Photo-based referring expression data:

::::

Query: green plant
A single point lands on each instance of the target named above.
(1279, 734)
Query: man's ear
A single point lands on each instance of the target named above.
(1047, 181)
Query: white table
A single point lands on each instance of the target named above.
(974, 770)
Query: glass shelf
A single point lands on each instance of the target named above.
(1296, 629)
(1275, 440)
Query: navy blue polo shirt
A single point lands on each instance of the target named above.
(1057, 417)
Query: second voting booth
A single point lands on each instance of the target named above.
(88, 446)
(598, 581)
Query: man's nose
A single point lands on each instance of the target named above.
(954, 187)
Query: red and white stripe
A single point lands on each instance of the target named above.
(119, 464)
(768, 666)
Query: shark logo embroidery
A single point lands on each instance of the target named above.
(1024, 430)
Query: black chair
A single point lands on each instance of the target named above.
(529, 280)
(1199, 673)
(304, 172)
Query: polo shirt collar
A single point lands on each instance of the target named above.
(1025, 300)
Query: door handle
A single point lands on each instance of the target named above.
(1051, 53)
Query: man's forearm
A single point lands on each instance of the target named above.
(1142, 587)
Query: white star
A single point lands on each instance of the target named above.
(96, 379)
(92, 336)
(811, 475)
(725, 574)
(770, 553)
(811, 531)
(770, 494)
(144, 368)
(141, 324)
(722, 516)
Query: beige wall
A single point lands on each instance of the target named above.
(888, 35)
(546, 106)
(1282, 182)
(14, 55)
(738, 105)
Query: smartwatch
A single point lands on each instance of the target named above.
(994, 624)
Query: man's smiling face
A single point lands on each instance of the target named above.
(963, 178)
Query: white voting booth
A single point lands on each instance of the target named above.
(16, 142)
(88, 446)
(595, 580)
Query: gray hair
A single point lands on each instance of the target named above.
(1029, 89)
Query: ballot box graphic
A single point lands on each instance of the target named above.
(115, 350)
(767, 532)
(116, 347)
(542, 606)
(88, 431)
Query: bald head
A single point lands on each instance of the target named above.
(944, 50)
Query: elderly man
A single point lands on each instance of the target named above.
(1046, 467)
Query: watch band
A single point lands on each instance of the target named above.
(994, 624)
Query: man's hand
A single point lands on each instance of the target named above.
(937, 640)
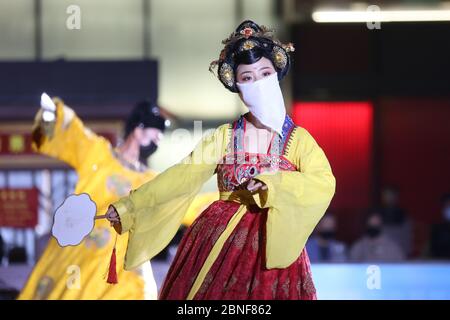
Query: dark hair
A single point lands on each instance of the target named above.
(145, 114)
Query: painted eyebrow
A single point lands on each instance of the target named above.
(249, 71)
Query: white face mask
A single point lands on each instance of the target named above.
(265, 101)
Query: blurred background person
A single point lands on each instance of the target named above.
(105, 173)
(375, 245)
(323, 245)
(440, 232)
(396, 222)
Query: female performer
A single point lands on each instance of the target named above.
(275, 184)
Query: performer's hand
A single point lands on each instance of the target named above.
(112, 216)
(256, 185)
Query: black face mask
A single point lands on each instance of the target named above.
(146, 151)
(327, 235)
(373, 232)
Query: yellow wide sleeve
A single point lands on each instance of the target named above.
(153, 213)
(297, 200)
(68, 140)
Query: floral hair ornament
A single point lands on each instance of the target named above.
(248, 36)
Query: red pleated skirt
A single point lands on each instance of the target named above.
(239, 271)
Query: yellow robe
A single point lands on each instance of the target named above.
(79, 272)
(296, 200)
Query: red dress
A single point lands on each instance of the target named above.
(239, 271)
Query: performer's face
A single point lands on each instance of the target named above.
(247, 73)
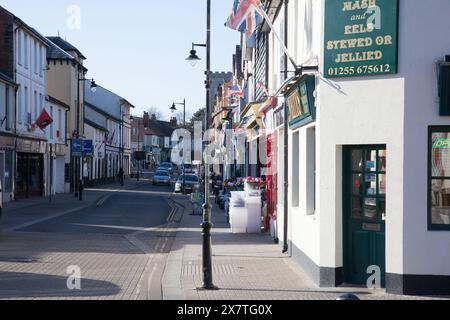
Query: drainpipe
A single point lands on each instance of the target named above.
(286, 144)
(14, 176)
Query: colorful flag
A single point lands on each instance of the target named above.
(44, 120)
(235, 90)
(246, 16)
(111, 140)
(262, 85)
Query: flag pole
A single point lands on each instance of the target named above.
(272, 28)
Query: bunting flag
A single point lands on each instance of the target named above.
(44, 120)
(245, 17)
(235, 91)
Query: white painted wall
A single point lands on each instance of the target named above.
(30, 74)
(424, 40)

::::

**Your instructions**
Repeat each of the entries above exactly, but do not carry over the pictures.

**Response to the task**
Query: green plant
A single point lands on each instance of the target named above.
(1279, 734)
Query: man's ear
A single point lands on each instance of the target named above.
(1047, 181)
Query: white table
A single point lands on each instance of the target named above.
(974, 770)
Query: glass shelf
A single point lands on each instance of the target named above.
(1296, 629)
(1275, 440)
Query: navy blue polo shirt
A single point lands on each instance of the target named above.
(1057, 417)
Query: second voting booth
A single point lands on each instance of the target named above.
(88, 446)
(598, 581)
Query: man's nose
A single point lands on each instance of the target named above.
(954, 187)
Query: red and white stripe
A single point lands on each instance of the target named above.
(119, 464)
(768, 666)
Query: shark logo embroidery
A single point lands on each instance of the target named above.
(1024, 430)
Query: black chair
A single point lands on each instance of the target named above.
(529, 280)
(1199, 673)
(304, 172)
Query: polo shirt collar
A single point lands on each instance of the target named above.
(1025, 300)
Query: door handle
A single point lands on each instance of the target named above.
(1051, 53)
Query: man's forearm
A single point lands on each instance of the target named above.
(1142, 587)
Query: white star
A single point lands on each instance of the target named above.
(96, 379)
(92, 336)
(811, 475)
(725, 574)
(770, 553)
(811, 531)
(770, 494)
(144, 368)
(141, 324)
(722, 516)
Query: beige wall
A single point lands on each instance of the target named above.
(888, 35)
(546, 106)
(1282, 182)
(14, 55)
(738, 105)
Query: smartwatch
A single point lands on each instance of the target named above.
(994, 624)
Query: man's smiling face
A single point lands on each instance of the target named above.
(963, 178)
Query: white voting booth
A single point lands on each instance of the target named above.
(16, 142)
(88, 446)
(595, 580)
Query: gray hair
A single point lands on each instance of the target named above.
(1029, 89)
Query: ballot box graphic
A single point lands on each instance of the target named above.
(115, 350)
(767, 532)
(116, 347)
(542, 606)
(88, 431)
Query: bald head
A single point lands on each instance of the target named above.
(944, 50)
Query: elderly man
A single point lands on each instance of the target named above.
(1046, 467)
Query: watch band
A single point lands on each instance of the target named above.
(994, 624)
Query: man's hand
A single point lands on each instance of the target named above.
(937, 640)
Query: dark hair
A single point lands on each instance of the target named above.
(145, 114)
Query: painted eyebrow
A single point lands on each instance of the target named above.
(249, 71)
Query: white face mask
A single point lands on each instance of the target named above.
(265, 101)
Query: blurred background person
A single point lands on each instance of the target named above.
(105, 173)
(375, 245)
(323, 245)
(440, 232)
(396, 222)
Query: female performer
A single point lands on each instance of the target named above.
(275, 184)
Query: performer's hand
A single point lands on each instance of the target named above.
(112, 216)
(256, 185)
Query: black face mask
A single point lands on each instance of the target named above.
(146, 151)
(327, 235)
(373, 232)
Query: yellow wide sleeve
A single point lands on each instance of the target named above.
(153, 213)
(297, 200)
(68, 140)
Query: floral hair ornament
A single point lands on each instance of the target named above.
(248, 36)
Query: red pleated skirt
A single point lands on each instance of the target named above.
(239, 271)
Query: yellow robe
A single point lands on each instance of the target named above.
(79, 272)
(296, 200)
Query: red dress
A single point lands on each instance of the target named above.
(239, 271)
Query: performer's face
A single point lands on each instance of the target named above.
(247, 73)
Query: drainpipe
A single point lands on each instance of the target named above.
(286, 144)
(14, 176)
Query: colorful flag
A single point lands on each instance of the target named above.
(44, 120)
(235, 90)
(246, 16)
(111, 140)
(262, 85)
Query: flag pole
A single point lands on each instance of the target named above.
(272, 28)
Query: bunting flag
A single point lands on each instance of the target named above.
(44, 120)
(245, 17)
(235, 91)
Query: white painted wall
A single point lands on each instance of the target named above.
(30, 74)
(424, 40)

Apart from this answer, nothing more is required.